● **Exercise goal**
List each line of the records below that contains the string "towel". Case counts.
__________________________________________________
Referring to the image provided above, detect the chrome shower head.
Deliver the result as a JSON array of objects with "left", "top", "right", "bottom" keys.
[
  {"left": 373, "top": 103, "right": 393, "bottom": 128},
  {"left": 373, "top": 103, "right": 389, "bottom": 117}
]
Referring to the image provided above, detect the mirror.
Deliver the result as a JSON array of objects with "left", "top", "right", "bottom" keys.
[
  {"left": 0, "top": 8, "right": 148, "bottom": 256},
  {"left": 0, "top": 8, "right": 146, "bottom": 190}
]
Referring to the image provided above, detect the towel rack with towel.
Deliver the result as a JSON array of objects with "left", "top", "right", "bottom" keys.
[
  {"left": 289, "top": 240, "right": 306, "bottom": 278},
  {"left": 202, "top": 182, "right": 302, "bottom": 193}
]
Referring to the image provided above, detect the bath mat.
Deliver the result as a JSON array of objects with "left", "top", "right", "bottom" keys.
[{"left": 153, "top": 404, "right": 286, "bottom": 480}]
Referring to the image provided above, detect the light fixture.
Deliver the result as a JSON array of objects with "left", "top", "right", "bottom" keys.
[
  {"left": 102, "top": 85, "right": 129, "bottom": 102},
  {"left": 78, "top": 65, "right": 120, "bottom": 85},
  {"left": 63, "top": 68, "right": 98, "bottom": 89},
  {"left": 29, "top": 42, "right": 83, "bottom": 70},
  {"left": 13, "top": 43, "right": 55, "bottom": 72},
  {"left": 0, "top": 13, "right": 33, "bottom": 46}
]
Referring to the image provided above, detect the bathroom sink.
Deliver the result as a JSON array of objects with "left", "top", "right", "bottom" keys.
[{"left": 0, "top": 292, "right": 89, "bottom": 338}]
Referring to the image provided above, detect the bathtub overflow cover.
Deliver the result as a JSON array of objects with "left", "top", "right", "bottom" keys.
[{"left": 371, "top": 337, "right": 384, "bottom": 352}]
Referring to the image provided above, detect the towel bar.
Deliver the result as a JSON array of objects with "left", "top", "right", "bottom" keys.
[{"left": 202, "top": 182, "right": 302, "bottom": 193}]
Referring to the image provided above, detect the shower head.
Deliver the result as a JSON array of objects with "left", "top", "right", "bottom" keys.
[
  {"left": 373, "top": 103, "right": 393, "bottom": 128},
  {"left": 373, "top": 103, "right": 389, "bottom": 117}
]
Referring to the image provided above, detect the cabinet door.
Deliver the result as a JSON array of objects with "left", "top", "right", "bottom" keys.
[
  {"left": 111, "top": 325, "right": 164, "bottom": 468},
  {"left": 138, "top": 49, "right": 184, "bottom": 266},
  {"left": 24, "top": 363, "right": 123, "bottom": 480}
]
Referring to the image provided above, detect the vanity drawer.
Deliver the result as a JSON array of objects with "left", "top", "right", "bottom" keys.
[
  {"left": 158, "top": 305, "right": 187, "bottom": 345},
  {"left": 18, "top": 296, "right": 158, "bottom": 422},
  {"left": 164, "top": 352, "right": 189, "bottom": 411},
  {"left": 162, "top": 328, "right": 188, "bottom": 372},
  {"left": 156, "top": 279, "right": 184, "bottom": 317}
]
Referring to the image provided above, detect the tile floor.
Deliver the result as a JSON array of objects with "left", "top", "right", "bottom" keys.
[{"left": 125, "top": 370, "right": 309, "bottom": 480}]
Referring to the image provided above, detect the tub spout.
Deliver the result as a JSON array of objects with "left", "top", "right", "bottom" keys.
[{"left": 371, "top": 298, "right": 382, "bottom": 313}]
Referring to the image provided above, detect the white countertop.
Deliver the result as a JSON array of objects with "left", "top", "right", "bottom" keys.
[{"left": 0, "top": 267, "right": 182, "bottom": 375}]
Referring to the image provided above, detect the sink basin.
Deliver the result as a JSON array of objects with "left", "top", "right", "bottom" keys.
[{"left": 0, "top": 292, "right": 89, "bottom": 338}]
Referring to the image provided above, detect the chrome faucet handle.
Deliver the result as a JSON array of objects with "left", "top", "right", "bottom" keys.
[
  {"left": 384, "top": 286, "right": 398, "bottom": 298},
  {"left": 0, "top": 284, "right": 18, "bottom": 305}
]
__________________________________________________
● **Solution**
Referring to the image provided above, detect the towel rack with towel.
Referring to the image provided above, detect the towel bar.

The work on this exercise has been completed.